▸ **EXERCISE TASKS**
A - Quote, word for word, everything in the text on the history of colonics from "The History of" down to "for fever therapy.".
B - According to the text on the history of colonics, how far up the large intestine does a colonic cleanse?
C - Proceed with the text on the history of colonics, picking up right after its last sentence.

--- EXERCISE TEXT Enclosed Below ---

The History of Colonics
Also known as a high colonic, high enema, or colonic enema, colon hydrotherapy dates back to 1500 BC, to the time of the Egyptians, and was used to help remove excess waste and toxins, relieve constipation, and improve overall health. Colon hydrotherapy, also known as a colonic, is an internal bath for the large intestine. Compared to an enema, which cleanses only the last several inches of the rectum, a colonic cleanses the whole large intestine up to the cecum. According to Dr. Harold J. Reilly, “the main difference between an enema and a colonic is that an enema is a relieving process and a colonic is a stimulating and corrective process.” In a reading, Cayce stated: “One colonic irrigation will be worth about four to six enemas.”
Hippocrates, the father of medicine, was also a supporter of colon hydrotherapy for fever therapy.

--- End of Enclosed EXERCISE TEXT ---
--- SUPPLIED RECORDS Enclosed Below ---

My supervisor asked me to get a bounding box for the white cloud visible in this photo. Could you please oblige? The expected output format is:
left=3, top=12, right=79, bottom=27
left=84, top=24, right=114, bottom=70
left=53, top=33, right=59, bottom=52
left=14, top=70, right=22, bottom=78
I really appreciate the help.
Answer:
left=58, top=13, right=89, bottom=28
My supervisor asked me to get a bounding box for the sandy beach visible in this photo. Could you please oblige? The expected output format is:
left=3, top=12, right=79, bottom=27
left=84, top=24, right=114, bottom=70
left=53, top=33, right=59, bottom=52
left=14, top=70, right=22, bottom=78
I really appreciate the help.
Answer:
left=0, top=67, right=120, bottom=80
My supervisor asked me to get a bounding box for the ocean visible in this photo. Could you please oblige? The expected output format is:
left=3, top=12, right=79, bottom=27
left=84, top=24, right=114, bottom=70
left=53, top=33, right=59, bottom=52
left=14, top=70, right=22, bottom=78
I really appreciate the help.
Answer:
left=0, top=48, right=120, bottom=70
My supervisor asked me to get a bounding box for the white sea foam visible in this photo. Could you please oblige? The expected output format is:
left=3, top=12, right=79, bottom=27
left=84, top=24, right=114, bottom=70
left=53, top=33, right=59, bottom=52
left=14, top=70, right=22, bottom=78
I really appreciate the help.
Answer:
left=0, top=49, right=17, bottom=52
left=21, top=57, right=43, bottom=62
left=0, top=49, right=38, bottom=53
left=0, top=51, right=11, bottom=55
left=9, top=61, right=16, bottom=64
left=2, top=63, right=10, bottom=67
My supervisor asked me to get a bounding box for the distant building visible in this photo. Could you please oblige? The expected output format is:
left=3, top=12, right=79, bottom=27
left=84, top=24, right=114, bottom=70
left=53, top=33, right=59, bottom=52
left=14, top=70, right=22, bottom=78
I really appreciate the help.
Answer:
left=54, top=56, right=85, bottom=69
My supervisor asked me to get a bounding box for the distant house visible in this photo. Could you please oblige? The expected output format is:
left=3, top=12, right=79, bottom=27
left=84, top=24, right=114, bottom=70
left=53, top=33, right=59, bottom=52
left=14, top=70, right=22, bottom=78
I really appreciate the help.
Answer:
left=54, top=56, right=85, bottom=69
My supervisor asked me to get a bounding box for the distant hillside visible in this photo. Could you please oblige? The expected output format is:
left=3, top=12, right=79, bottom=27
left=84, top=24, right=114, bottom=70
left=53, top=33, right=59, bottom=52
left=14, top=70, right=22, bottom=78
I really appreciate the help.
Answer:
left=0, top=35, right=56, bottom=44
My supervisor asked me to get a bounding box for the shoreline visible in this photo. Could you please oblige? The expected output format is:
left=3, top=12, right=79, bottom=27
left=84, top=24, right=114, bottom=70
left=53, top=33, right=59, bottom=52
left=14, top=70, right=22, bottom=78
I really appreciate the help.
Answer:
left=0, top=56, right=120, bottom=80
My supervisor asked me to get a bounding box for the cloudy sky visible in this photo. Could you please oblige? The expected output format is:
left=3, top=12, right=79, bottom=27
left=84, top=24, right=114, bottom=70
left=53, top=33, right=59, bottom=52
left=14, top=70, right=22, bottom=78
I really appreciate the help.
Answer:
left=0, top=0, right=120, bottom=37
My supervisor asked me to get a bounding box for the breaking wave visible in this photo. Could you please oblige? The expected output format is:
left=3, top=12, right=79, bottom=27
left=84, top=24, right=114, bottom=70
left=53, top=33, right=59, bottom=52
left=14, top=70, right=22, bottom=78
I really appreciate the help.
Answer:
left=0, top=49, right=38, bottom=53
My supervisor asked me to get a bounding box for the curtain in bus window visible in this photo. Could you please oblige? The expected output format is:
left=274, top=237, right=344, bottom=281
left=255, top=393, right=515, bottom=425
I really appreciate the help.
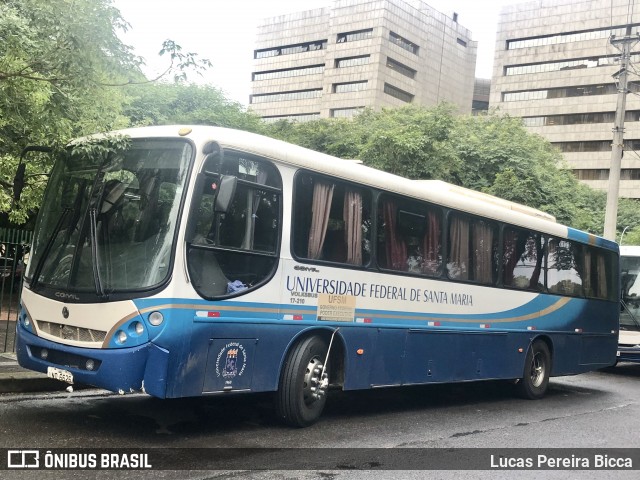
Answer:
left=447, top=216, right=469, bottom=280
left=422, top=211, right=442, bottom=275
left=307, top=182, right=334, bottom=260
left=502, top=230, right=520, bottom=287
left=383, top=200, right=408, bottom=271
left=582, top=247, right=597, bottom=297
left=503, top=229, right=544, bottom=290
left=595, top=253, right=609, bottom=298
left=472, top=221, right=494, bottom=284
left=343, top=190, right=362, bottom=265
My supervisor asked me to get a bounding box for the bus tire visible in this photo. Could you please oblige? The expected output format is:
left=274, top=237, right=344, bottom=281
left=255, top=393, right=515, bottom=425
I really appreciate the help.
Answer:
left=516, top=340, right=551, bottom=400
left=276, top=336, right=329, bottom=427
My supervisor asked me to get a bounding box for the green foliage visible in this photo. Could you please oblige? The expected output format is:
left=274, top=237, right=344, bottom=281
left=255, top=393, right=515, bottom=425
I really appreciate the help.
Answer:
left=0, top=0, right=211, bottom=223
left=123, top=83, right=264, bottom=133
left=0, top=0, right=142, bottom=223
left=354, top=104, right=461, bottom=181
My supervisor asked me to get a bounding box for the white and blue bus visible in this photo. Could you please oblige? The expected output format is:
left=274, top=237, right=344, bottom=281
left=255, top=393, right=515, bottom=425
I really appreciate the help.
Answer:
left=17, top=126, right=620, bottom=426
left=618, top=246, right=640, bottom=363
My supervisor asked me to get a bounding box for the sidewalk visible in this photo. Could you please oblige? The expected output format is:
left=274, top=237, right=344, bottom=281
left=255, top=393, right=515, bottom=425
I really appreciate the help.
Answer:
left=0, top=353, right=68, bottom=393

--- End of Enclosed SUPPLIED RECORDS ---

▸ **ANSWERS FOR THE EXERCISE**
A -
The History of Colonics
Also known as a high colonic, high enema, or colonic enema, colon hydrotherapy dates back to 1500 BC, to the time of the Egyptians, and was used to help remove excess waste and toxins, relieve constipation, and improve overall health. Colon hydrotherapy, also known as a colonic, is an internal bath for the large intestine. Compared to an enema, which cleanses only the last several inches of the rectum, a colonic cleanses the whole large intestine up to the cecum. According to Dr. Harold J. Reilly, “the main difference between an enema and a colonic is that an enema is a relieving process and a colonic is a stimulating and corrective process.” In a reading, Cayce stated: “One colonic irrigation will be worth about four to six enemas.”
Hippocrates, the father of medicine, was also a supporter of colon hydrotherapy for fever therapy.

B - It cleanses the whole large intestine up to the cecum.

C -
In the early 1900’s, an American doctor, John H. Kellog, MD, used colon hydrotherapy on approximately forty thousand of his patients. In the 1917 edition of The Journal of the American Medical Association, he reported that in all except twenty of his cases, he didn’t use any surgery for his patients with gastrointestinal disease. Instead, he successfully used colon therapy, diet, and exercise as his treatment regimen.
Colonics have a multitude of benefits but should only be done by a professional and should not be a substitute for a proper diet. On average, colonics are recommended once every six to twelve months. Yogurt or another probiotic is suggested after a colonic to restore normal intestinal flora.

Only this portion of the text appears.